── AVAILABLE DATA ──

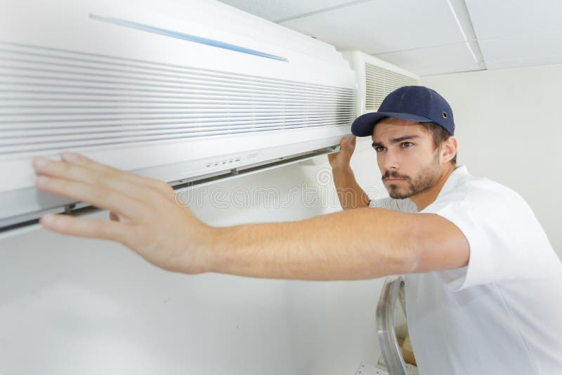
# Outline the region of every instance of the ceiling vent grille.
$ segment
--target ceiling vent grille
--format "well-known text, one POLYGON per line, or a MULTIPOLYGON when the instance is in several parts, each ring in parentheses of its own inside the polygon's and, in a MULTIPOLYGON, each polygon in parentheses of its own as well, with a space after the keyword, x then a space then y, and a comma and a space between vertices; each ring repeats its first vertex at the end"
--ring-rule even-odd
POLYGON ((386 96, 403 86, 417 84, 412 77, 365 63, 365 111, 377 111, 386 96))

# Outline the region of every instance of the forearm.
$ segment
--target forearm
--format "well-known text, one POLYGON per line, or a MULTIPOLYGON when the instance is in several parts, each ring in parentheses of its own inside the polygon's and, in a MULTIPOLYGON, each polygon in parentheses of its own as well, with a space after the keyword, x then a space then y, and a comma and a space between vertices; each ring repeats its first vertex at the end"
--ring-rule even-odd
POLYGON ((308 280, 405 273, 411 270, 412 244, 410 219, 404 215, 409 214, 369 209, 298 222, 213 228, 209 270, 308 280))
POLYGON ((334 169, 332 174, 338 199, 344 210, 369 206, 369 196, 357 183, 351 168, 334 169))

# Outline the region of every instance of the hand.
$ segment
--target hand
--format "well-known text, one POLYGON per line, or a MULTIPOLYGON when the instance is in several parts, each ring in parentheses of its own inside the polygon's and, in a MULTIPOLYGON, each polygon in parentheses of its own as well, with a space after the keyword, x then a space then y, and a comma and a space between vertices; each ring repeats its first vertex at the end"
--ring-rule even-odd
POLYGON ((339 142, 340 150, 339 152, 328 154, 328 160, 332 169, 344 169, 349 168, 351 156, 355 150, 357 138, 352 136, 350 139, 346 137, 339 142))
POLYGON ((111 221, 46 214, 46 228, 74 236, 121 242, 167 270, 209 270, 211 232, 214 229, 181 207, 168 184, 97 163, 75 153, 61 161, 36 158, 38 189, 110 211, 111 221))

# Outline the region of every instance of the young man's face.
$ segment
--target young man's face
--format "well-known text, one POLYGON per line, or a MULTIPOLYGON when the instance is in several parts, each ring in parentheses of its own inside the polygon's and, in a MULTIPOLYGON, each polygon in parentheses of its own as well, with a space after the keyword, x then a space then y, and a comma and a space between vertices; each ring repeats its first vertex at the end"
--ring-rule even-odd
POLYGON ((384 119, 374 126, 372 140, 383 183, 393 198, 412 197, 438 180, 439 150, 419 123, 384 119))

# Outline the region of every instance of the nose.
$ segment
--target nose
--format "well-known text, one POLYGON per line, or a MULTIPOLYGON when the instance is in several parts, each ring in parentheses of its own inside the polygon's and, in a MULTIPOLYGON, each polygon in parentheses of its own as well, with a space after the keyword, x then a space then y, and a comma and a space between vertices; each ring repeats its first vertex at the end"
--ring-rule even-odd
POLYGON ((381 156, 383 158, 381 161, 382 166, 386 171, 398 171, 398 169, 400 169, 398 157, 396 153, 390 150, 387 150, 386 152, 384 152, 384 154, 381 156))

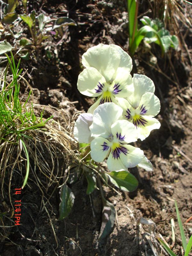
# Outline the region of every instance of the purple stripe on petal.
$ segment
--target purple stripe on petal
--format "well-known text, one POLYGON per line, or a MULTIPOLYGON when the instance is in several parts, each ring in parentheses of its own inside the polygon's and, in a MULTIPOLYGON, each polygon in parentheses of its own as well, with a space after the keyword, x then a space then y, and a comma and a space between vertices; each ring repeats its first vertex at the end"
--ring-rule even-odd
POLYGON ((102 145, 101 145, 101 147, 103 147, 103 151, 105 151, 105 150, 108 150, 109 147, 108 146, 107 143, 106 142, 103 142, 103 144, 102 145))
POLYGON ((121 153, 123 153, 124 155, 127 155, 128 154, 128 150, 126 148, 123 146, 119 145, 118 147, 114 149, 113 149, 112 151, 112 154, 113 155, 113 157, 114 159, 118 159, 120 158, 120 154, 121 153))
POLYGON ((121 86, 121 84, 119 84, 119 83, 116 84, 113 86, 113 94, 118 94, 119 92, 122 91, 122 89, 120 89, 119 87, 121 86))
POLYGON ((131 111, 129 108, 127 108, 126 110, 126 112, 127 114, 127 115, 126 116, 125 115, 125 117, 127 117, 127 119, 129 119, 130 118, 131 118, 131 111))
POLYGON ((104 84, 101 84, 99 82, 99 84, 97 84, 97 87, 98 89, 95 89, 95 92, 98 93, 100 93, 103 91, 103 89, 104 87, 104 84))
POLYGON ((101 98, 100 101, 99 105, 103 104, 106 102, 112 102, 112 100, 110 96, 106 96, 101 98))
POLYGON ((145 126, 146 124, 147 124, 148 122, 142 118, 140 116, 135 119, 133 119, 133 124, 137 129, 137 127, 140 125, 145 126))
POLYGON ((125 138, 125 135, 124 135, 123 136, 121 134, 121 132, 119 134, 118 132, 116 133, 116 136, 117 139, 118 139, 120 140, 124 140, 125 138))
POLYGON ((145 108, 145 106, 143 107, 143 104, 140 108, 140 115, 145 115, 147 112, 147 109, 145 108))

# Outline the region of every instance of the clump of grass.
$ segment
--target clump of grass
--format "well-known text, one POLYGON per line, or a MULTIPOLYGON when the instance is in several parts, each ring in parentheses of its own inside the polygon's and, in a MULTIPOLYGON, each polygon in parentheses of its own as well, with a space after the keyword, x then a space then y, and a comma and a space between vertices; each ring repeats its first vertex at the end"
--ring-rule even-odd
POLYGON ((27 160, 26 173, 22 188, 25 187, 28 178, 29 168, 28 154, 24 138, 28 136, 28 131, 35 130, 44 126, 52 116, 44 121, 43 112, 40 117, 37 118, 34 113, 32 103, 27 104, 31 91, 27 99, 22 103, 20 98, 19 81, 23 77, 21 74, 22 69, 19 69, 20 61, 16 66, 12 52, 10 59, 6 54, 8 64, 4 71, 4 79, 1 79, 0 91, 0 163, 1 180, 3 179, 7 163, 6 149, 9 148, 9 152, 12 146, 20 145, 24 151, 27 160), (12 74, 7 76, 8 68, 10 67, 12 74), (11 81, 7 81, 11 77, 11 81))
POLYGON ((72 148, 75 145, 71 146, 74 140, 68 131, 64 116, 62 114, 65 128, 52 119, 52 116, 44 118, 46 106, 36 105, 35 108, 29 100, 31 91, 26 101, 22 102, 20 82, 22 79, 27 83, 24 77, 25 72, 21 75, 20 60, 16 65, 11 52, 11 55, 10 58, 6 54, 8 64, 0 80, 0 182, 3 198, 4 193, 9 195, 12 217, 12 179, 18 183, 24 173, 24 181, 21 178, 22 188, 27 184, 28 177, 38 186, 43 199, 45 190, 46 193, 48 188, 55 183, 54 191, 60 185, 61 180, 63 182, 68 163, 78 159, 75 148, 72 148), (11 74, 8 75, 8 73, 11 74), (38 116, 35 114, 37 108, 43 109, 38 116), (4 187, 4 183, 8 189, 4 187))
MULTIPOLYGON (((181 248, 181 251, 182 251, 182 250, 183 251, 183 250, 185 251, 185 255, 184 256, 188 256, 189 255, 190 251, 191 250, 191 247, 192 246, 192 236, 191 236, 189 240, 188 243, 187 243, 186 237, 184 233, 183 227, 180 218, 179 209, 178 208, 178 206, 177 206, 177 204, 175 200, 175 205, 177 217, 177 220, 179 223, 182 241, 182 248, 181 248)), ((173 245, 172 245, 172 247, 174 246, 174 244, 175 243, 175 240, 174 224, 174 221, 173 221, 173 223, 172 223, 172 237, 173 238, 173 245)), ((161 238, 158 237, 158 240, 169 255, 170 255, 170 256, 177 256, 176 254, 174 253, 173 251, 171 249, 169 245, 162 236, 161 236, 161 238)), ((183 253, 182 253, 182 255, 183 255, 183 253)))

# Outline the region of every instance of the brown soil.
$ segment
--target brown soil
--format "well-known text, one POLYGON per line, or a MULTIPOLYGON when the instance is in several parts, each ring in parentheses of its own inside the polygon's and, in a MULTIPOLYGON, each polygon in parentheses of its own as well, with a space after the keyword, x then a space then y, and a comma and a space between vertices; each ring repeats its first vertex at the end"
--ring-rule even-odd
MULTIPOLYGON (((29 69, 32 77, 29 83, 34 90, 35 103, 62 109, 71 117, 76 109, 87 110, 93 100, 81 95, 76 87, 78 76, 83 68, 82 54, 100 43, 115 43, 127 50, 127 25, 126 13, 123 12, 126 11, 126 6, 123 1, 119 2, 44 1, 42 9, 47 13, 62 16, 66 10, 69 17, 78 25, 67 28, 67 42, 63 41, 58 47, 59 60, 53 58, 48 61, 42 57, 39 62, 34 63, 32 58, 22 62, 21 66, 29 69), (36 68, 32 69, 34 67, 36 68)), ((144 2, 140 14, 150 8, 147 1, 144 2)), ((37 3, 31 3, 30 8, 38 10, 37 3)), ((183 26, 180 33, 183 35, 186 30, 183 26)), ((190 41, 188 35, 185 37, 187 44, 190 41)), ((21 225, 3 229, 1 256, 153 255, 148 244, 139 234, 137 223, 141 217, 154 221, 156 238, 160 233, 170 245, 170 220, 173 218, 176 239, 174 251, 177 255, 182 255, 174 200, 177 202, 184 223, 191 216, 192 210, 190 60, 182 47, 178 52, 171 51, 163 58, 158 46, 152 46, 151 51, 157 57, 157 70, 147 64, 150 53, 142 53, 140 49, 134 56, 132 74, 142 74, 151 78, 156 86, 155 93, 161 102, 161 111, 157 117, 161 128, 137 144, 151 161, 154 170, 148 172, 132 168, 131 171, 139 182, 138 188, 133 192, 119 191, 118 195, 104 188, 106 198, 115 206, 117 213, 111 234, 105 241, 98 242, 101 218, 100 196, 97 190, 91 196, 86 194, 87 183, 83 177, 71 186, 75 196, 71 213, 68 218, 59 221, 59 189, 52 194, 53 186, 48 189, 45 186, 43 188, 44 198, 49 198, 45 210, 39 188, 31 177, 28 186, 21 195, 14 197, 12 195, 13 202, 19 198, 22 202, 21 225), (162 72, 159 72, 160 69, 162 72)), ((43 56, 43 52, 41 53, 43 56)), ((53 109, 45 108, 44 117, 53 115, 55 120, 63 122, 62 116, 53 109)), ((14 175, 12 194, 16 187, 20 187, 22 182, 22 179, 17 178, 16 173, 14 175)), ((5 190, 8 189, 7 182, 7 180, 4 184, 5 190)), ((9 199, 6 193, 5 195, 5 198, 1 200, 3 212, 9 207, 9 199)), ((6 226, 13 225, 6 219, 2 219, 6 226)), ((190 237, 191 226, 184 226, 185 234, 190 237)), ((147 227, 144 229, 147 231, 147 227)), ((165 255, 161 249, 159 252, 159 255, 165 255)))

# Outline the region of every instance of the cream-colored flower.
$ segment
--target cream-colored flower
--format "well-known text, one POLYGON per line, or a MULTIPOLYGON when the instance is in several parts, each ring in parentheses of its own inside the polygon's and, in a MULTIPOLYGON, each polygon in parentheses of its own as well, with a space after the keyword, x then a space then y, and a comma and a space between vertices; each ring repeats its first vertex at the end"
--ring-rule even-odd
POLYGON ((120 46, 100 44, 83 55, 82 63, 86 68, 79 76, 78 89, 84 95, 98 97, 88 113, 92 114, 105 102, 118 104, 116 97, 125 98, 132 93, 132 60, 120 46))
POLYGON ((154 117, 160 111, 160 102, 154 94, 155 85, 150 78, 135 74, 133 78, 134 92, 126 99, 119 99, 123 118, 132 123, 137 129, 138 138, 143 140, 160 123, 154 117))

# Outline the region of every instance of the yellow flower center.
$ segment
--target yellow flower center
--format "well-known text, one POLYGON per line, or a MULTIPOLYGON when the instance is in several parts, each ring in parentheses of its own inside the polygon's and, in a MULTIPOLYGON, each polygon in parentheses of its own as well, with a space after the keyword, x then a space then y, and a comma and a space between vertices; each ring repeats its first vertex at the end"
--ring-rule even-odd
POLYGON ((133 116, 132 116, 133 120, 134 122, 135 122, 137 120, 139 119, 140 117, 140 115, 138 114, 135 114, 135 115, 133 116))
POLYGON ((104 92, 103 93, 103 98, 107 98, 107 97, 110 97, 111 96, 111 93, 109 92, 108 91, 106 91, 106 92, 104 92))
POLYGON ((119 144, 118 143, 117 143, 116 142, 115 142, 113 143, 113 145, 111 146, 111 148, 112 150, 114 150, 114 149, 115 149, 116 148, 119 148, 119 144))

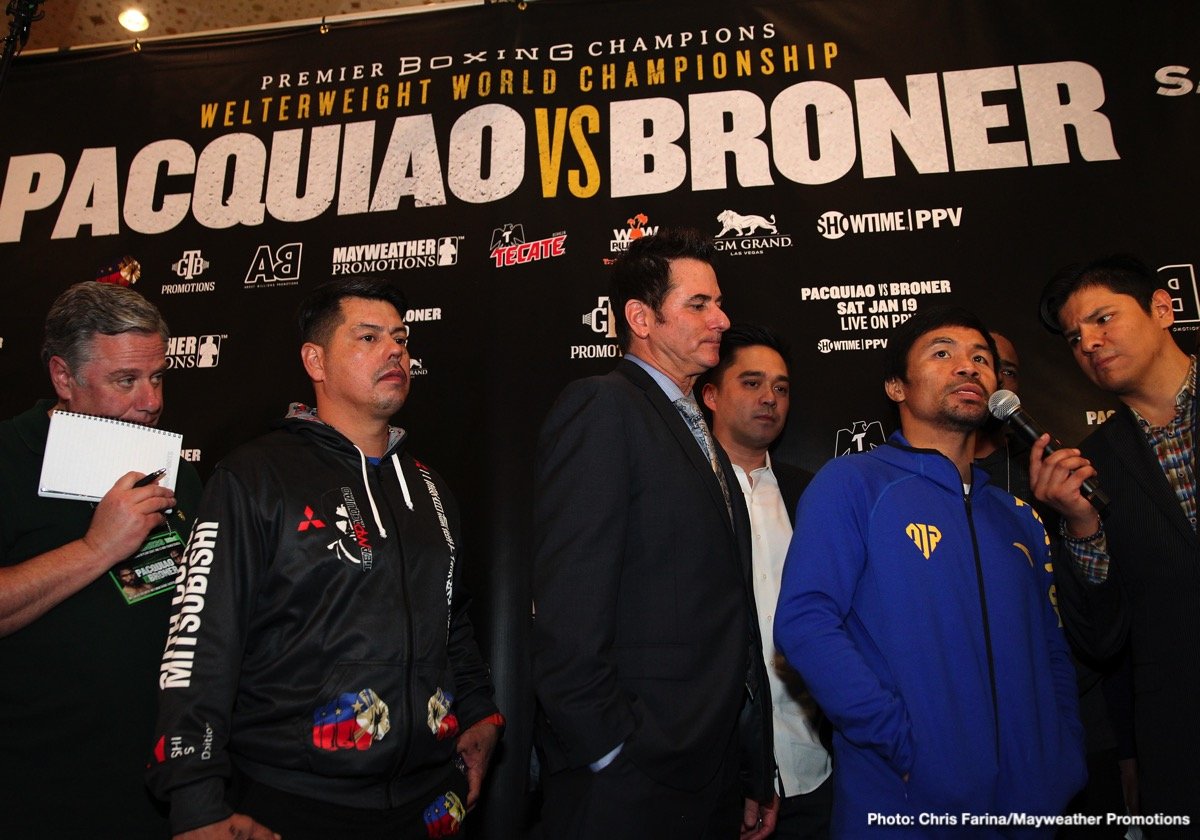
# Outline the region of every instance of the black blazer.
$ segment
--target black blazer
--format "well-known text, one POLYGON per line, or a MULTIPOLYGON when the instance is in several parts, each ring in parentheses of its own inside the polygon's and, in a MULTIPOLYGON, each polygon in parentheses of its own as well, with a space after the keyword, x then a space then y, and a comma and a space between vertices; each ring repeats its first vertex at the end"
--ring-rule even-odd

───

-- JOB --
Starting from the line containing "# Outline the region of every instance of the black" and ending with the final line of the data, reproduce each line exactly as it appears, including no other lines.

-- WRITTEN ANSWER --
# Outline the region of every instance of the black blazer.
$ segment
--target black blazer
--format "well-known text, one POLYGON per line, or a MULTIPOLYGON when the instance is in several parts, each ring in parentheses of its own inside the polygon's and, in a MULTIPOLYGON, each polygon in parentheses of its own as well, with a space after the keyword, x then a space then y, and a comma and a space between vertices; each ring repeats its first vertex at the end"
--ring-rule even-odd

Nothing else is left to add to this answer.